[Page excerpt]
<<<<

No. 12×12 | Year XII
The twelfth edition of Private Briefing, in its twelfth year of publication, brings the third part of our macroeconomic framework analysis, this time with a focus on the banking sector and the expectations for 2025 and beyond, viewed through the lens of MSMEs and farmers in need of continuous support.
In addition to the macroeconomic analysis, we also examine the new Development Fund of Serbia (FZR) program designed to support family-owned businesses, and a new rural development financing initiative supported by the German KfW Development Bank. A significant program by the Provincial Secretariat for Agriculture is also featured, offering grants for the purchase of production equipment across a wide spectrum of agricultural needs.
// Agriculture in Vojvodina is one of the key drivers of regional economic development, with on-farm processing playing an increasingly important role in boosting competitiveness. In line with this, the Provincial Secretariat for Agriculture, Water Management, and Forestry of the Autonomous Province of Vojvodina has launched a call for co-financing investments aimed at adding value to primary agricultural production in 2025. The program targets active, registered agricultural holdings operating as natural persons, sole proprietors, companies, agricultural cooperatives, and complex cooperatives, as well as churches, religious communities, and monasteries.

>>>>

[Provided records]
<<<<

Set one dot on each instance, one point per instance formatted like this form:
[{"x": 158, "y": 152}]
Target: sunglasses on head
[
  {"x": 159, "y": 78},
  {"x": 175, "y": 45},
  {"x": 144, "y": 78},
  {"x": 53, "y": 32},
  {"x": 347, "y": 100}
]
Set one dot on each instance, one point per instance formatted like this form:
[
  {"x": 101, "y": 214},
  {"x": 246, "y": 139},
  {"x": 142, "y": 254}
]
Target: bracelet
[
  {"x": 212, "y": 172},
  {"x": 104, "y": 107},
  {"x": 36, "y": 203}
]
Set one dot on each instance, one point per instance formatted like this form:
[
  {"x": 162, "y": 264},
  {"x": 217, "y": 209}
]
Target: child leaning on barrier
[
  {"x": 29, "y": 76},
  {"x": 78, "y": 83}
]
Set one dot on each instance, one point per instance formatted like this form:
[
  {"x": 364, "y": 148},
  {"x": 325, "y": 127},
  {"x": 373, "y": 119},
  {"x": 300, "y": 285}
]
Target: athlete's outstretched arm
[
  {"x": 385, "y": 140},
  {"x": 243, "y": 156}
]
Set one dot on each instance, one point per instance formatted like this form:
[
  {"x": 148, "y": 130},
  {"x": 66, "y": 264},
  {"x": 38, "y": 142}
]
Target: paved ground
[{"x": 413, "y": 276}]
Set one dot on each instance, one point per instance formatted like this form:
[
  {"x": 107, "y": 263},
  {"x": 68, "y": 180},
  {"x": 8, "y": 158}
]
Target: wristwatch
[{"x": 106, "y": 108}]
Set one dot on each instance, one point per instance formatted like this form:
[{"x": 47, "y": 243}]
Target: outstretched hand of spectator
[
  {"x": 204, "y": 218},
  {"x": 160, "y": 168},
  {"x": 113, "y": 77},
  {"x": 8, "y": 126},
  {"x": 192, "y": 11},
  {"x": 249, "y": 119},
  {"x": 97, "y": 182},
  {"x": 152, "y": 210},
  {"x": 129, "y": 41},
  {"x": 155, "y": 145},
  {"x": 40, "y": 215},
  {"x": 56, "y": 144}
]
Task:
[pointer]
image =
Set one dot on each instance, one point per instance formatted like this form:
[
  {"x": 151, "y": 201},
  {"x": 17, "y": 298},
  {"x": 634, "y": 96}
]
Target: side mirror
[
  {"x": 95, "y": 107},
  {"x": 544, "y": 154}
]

>>>>

[Exercise]
Write out the Private Briefing excerpt above word for word, from "No. 12×12 |" up to and including "of continuous support.".

[Written response]
No. 12×12 | Year XII
The twelfth edition of Private Briefing, in its twelfth year of publication, brings the third part of our macroeconomic framework analysis, this time with a focus on the banking sector and the expectations for 2025 and beyond, viewed through the lens of MSMEs and farmers in need of continuous support.